ZITIERTER TEXT
╭──
AN ACHT NEUE BOTSCHAFTER BEIM HL. STUHL
ANLÄSSLICH DER GEMEINSAMEN ÜBERGABE
DER BEGLAUBIGUNGSSCHREIBEN*

Donnerstag, 17. Dezember 2009

 

Meine Herren Botschafter!

Ich freue mich, Sie heute morgen im Apostolischen Palast zu begrüßen. Sie sind gekommen, um mir Ihre Beglaubigungsschreiben zu überreichen, mit denen Sie als außerordentliche und bevollmächtigte Botschafter Ihrer jeweiligen Länder akkreditiert werden: Dänemark, Uganda, Sudan, Kenia, Kasachstan, Bangladesch, Finnland und Lettland. Seien Sie willkommen, und seien Sie bitte so freundlich, Ihren Staatsoberhäuptern meine herzlichen Grüße zu übermitteln und Ihnen für die liebenswürdigen Worte zu danken, die Sie mir freundlicherweise in ihrem Namen überbracht haben. An sie richte ich meine ehrerbietigen Wünsche für ihre hohe Mission im Dienst ihrer Länder. Ebenso möchte ich durch Ihre Vermittlung die zivilen und religiösen Autoritäten Ihrer Länder grüßen wie auch alle Ihre Landsleute. Versichern Sie sie meines Gebetes. Meine Gedanken richten sich natürlich auch an alle katholischen Gemeinschaften in Ihren Ländern. Sie wissen, daß sie den Wunsch haben, brüderlich am Aufbau der Nation mitzuwirken, zu dem sie nach ihren besten Möglichkeiten beitragen.
╰──
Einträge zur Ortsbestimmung
╭──
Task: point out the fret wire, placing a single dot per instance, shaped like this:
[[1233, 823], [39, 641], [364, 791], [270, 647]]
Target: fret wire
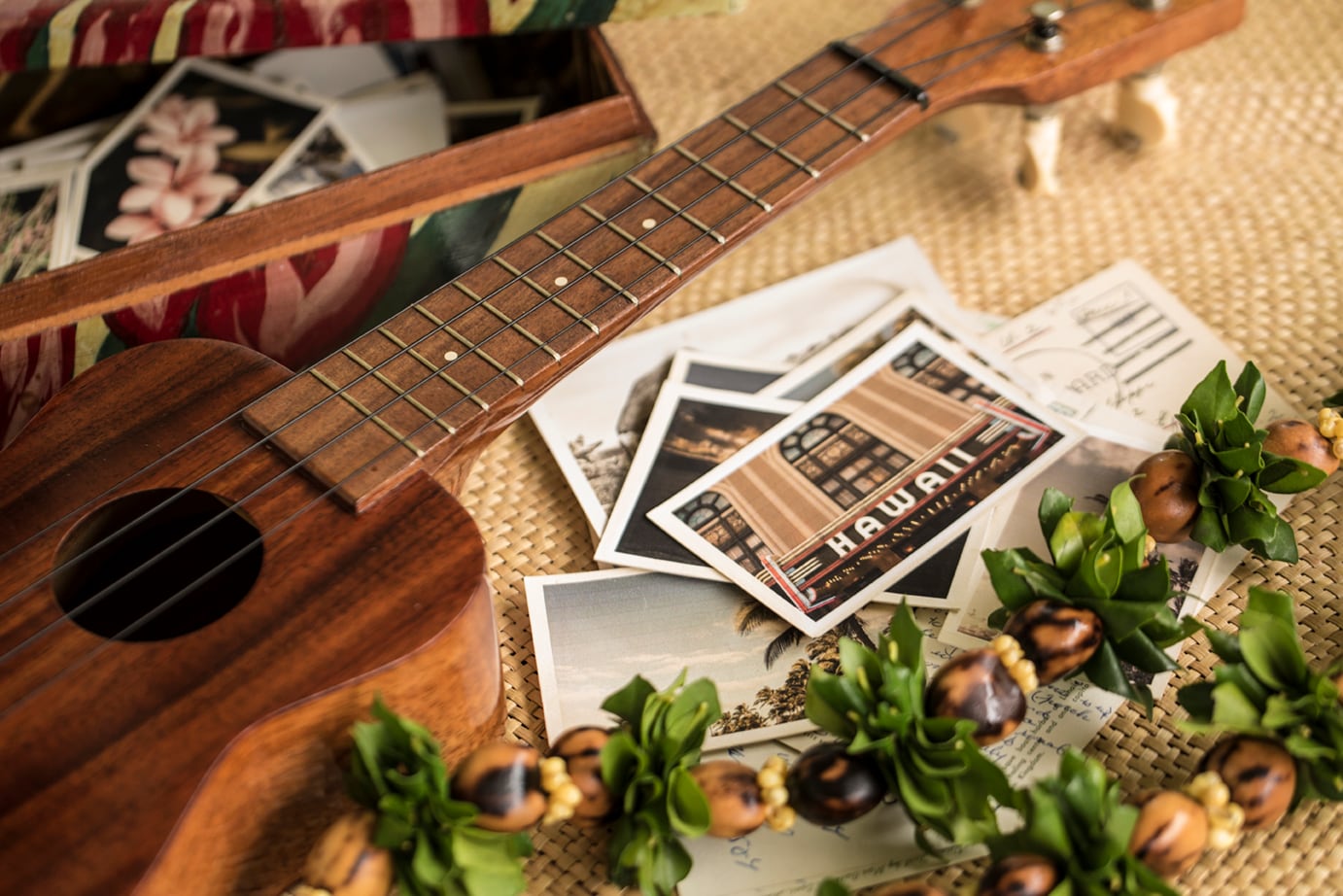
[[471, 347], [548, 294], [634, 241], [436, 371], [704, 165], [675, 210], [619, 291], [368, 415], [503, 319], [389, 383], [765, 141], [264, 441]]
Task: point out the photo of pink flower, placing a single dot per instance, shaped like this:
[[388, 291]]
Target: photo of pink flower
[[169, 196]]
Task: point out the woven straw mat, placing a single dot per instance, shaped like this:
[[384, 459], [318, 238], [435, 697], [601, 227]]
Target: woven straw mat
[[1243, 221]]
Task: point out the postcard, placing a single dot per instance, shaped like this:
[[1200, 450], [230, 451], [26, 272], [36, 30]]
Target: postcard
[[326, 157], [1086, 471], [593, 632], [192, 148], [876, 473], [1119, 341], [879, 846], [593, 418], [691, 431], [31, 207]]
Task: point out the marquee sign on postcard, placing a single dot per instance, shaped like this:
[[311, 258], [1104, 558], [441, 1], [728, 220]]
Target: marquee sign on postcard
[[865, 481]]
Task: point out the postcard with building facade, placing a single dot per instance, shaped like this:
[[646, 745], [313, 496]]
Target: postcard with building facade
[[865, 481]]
╰──
DIE AUFGABEN
• a. Beantworte zur Ansprache diese drei Fragen:
(i) An welchem Tag fand die Übergabe statt?
(ii) In welchem Gebäude werden die Botschafter begrüßt?
(iii) An welche Gemeinschaften in den Ländern der Botschafter richten sich die Gedanken ebenfalls?
• b. Fasse die Ansprache bitte in zwei Sätzen zusammen.
• c. Gib den Abschnitt der Ansprache wortgetreu wieder, beginnend mit „AN ACHT NEUE“ und weiter bis „Meine Herren Botschafter!“.

DIE ERGEBNISSE
• a.
(i) Am Donnerstag, dem 17. Dezember 2009.
(ii) Im Apostolischen Palast.
(iii) An alle katholischen Gemeinschaften in ihren Ländern.

• b. Die Ansprache vom 17. Dezember 2009 heißt im Apostolischen Palast acht neue Botschafter beim Heiligen Stuhl willkommen, die ihre Beglaubigungsschreiben für Dänemark, Uganda, Sudan, Kenia, Kasachstan, Bangladesch, Finnland und Lettland überreichen. Sie bittet die Botschafter, ihren Staatsoberhäuptern Grüße und Dank zu übermitteln, grüßt die Autoritäten und alle Landsleute, versichert sie des Gebets und gedenkt der katholischen Gemeinschaften, die brüderlich am Aufbau ihrer Nationen mitwirken wollen.

• c.
AN ACHT NEUE BOTSCHAFTER BEIM HL. STUHL
ANLÄSSLICH DER GEMEINSAMEN ÜBERGABE
DER BEGLAUBIGUNGSSCHREIBEN*

Donnerstag, 17. Dezember 2009

 

Meine Herren Botschafter!